**Problemas y tareas**
A. Transcribe literalmente el pasaje del texto sobre los apagones que va de "No podríamos vivir" a "misma ayuda habitual.".
B. Prolonga el texto sobre los apagones a partir de su última oración.

**Texto seleccionado**
* * *
Aunque muchos se empeñen en negarlo, nuestro más pomposo Apocalipsis es un sencillo blackout, y del mismo modo que el Día de la Cólera devino el Día de la Recapitulación, el momento de escrutar frente al poder aquello que fuimos y en qué estamos dispuestos a convertirnos, un apagón le restituye al mundo todas sus paradojas críticas, todos los innumerables sinsentidos que anteriormente tuvo.

No podríamos vivir cada segundo, cómo negarlo, dentro de un blackout; no querríamos estar a la espera perpetua del día ni bajo la promesa perenne de la noche. Aun así, cuando un corte lumínico detiene «los quehaceres cotidianos» se producen extraordinarios desbarajustes: las personas reorganizamos nuestras prioridades, abrimos paréntesis en el horario, tuneamos herramientas, nos impacientamos de manera distinta y pedimos la misma ayuda habitual.

Cualquier apagón trae consigo una multitud de señales venidas desde la intemperie, llamamientos para abandonar nuestra casa y concurrir en el exterior. A la vez, un blackout mide cuán eficaces pueden ser las fuerzas del orden, el empeño de sus preceptos pasajeros, la tenacidad con que obstruyen emergencias y voluptuosidades.

Se equivocan aquellos que leen un apagón de forma excéntrica, como la adecuación transitoria a los errores del sistema. Y se confunden, también, quienes vislumbran en el blackout cierta oportunidad donde desconectar de los otros para sumirse en un autismo perfecto y fugaz. Uno de los primeros pensamientos que sobrevienen cuando las luces se colapsan es saber si al resto de gente le ocurrió algo parecido, y uno de los gestos más frecuentes es salir afuera para evaluar el alcance de lo sucedido.

La dimensión lírica de un apagón es indiscutible, según explicaron los futuristas, el cine de catástrofes y algunos escritores apasionados con las ruinas tecnológicas, también la estética del accidente. Por otra parte, la importancia filosófica de dicho fenómeno tiene numerosos autores tópicos, entre ellos Michel Serres, Isabelle Stengers y, sobre todo, Michael Taussig, quien se ha ocupado de investigar hasta qué punto la ley gobierna a través del desastre. Finalmente, los réditos mediáticos de un blackout son muy amplios, basta hojear las hemerotecas de los diarios para cerciorarse de que un corte eléctrico global solivianta hasta al redactor más descreído, favoreciendo teorías rocambolescas, así como un manojo de castigos metafóricos o sobrenaturales.
* * *
[Datos de detección de objetos]
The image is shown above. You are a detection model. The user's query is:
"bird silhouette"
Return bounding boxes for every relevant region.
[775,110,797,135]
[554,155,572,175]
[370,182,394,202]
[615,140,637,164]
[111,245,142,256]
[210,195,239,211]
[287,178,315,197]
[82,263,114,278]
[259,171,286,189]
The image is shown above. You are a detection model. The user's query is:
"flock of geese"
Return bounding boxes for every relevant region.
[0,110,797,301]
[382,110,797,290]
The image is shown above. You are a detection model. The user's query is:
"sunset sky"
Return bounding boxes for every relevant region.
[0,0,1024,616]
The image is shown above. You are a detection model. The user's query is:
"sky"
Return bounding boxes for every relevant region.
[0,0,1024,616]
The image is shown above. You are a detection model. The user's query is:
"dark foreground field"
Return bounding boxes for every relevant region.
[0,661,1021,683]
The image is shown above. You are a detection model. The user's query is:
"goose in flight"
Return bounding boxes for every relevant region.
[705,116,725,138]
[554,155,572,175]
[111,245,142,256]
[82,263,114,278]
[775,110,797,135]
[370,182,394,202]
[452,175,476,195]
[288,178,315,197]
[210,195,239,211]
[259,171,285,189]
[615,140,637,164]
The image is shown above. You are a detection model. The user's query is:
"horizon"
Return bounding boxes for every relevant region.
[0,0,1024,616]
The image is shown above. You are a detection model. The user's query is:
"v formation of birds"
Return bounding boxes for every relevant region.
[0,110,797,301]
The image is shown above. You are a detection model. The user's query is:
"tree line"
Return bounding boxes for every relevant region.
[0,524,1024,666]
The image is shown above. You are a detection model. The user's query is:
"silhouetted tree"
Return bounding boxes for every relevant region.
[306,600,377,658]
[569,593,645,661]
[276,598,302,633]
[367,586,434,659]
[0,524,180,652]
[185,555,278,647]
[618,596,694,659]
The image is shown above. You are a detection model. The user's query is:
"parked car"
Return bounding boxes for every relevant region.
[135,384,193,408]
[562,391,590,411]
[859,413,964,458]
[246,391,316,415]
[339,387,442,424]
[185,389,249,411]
* * *
**Respuestas en orden**
A.
No podríamos vivir cada segundo, cómo negarlo, dentro de un blackout; no querríamos estar a la espera perpetua del día ni bajo la promesa perenne de la noche. Aun así, cuando un corte lumínico detiene «los quehaceres cotidianos» se producen extraordinarios desbarajustes: las personas reorganizamos nuestras prioridades, abrimos paréntesis en el horario, tuneamos herramientas, nos impacientamos de manera distinta y pedimos la misma ayuda habitual.

B.
Situado entre dos fabulosos -ismos, el esoterismo y el histerismo, un apagón cuestiona que a oscuras solo podamos quedarnos quietos, aunque también nos anuncia que, cuando las luces sean restablecidas, tendremos que asumir su perentoriedad como el efecto de unos desgastes abusivos, y no como una condena divina o imperativa.

De todas formas, el «problema» tampoco se soluciona nombrándolo, de ahí que el enigma continúe siendo qué hacer entretanto, dónde ubicarse durante esos instantes en los que ciertas disposiciones del mundo se llenan de erratas y averías. El poeta peruano José Watanabe nos ha dejado unos versos útiles para afrontar semejante disyuntiva, dicen así:

Qué rico es ir

de los pensamientos puros a una película pornográfica

y reír

del santo que vuela y de la carne que suda.

En efecto, cuando la luz se corte –igualmente cuando regrese– estaremos todos juntos y todos ahí, en el centro de las ofuscaciones y en mitad de lo inconfesable. No está demasiado claro que ello sea tan rico: habrá quien se martirice con la pureza y habrá quien desee no haber frecuentado jamás el vicio. Sin embargo, insisto, ahí nos encontraremos, es decir, aún no nos secuestraron desde las alturas, aún no nos hemos dejado sumergir en alguna opaca profundidad.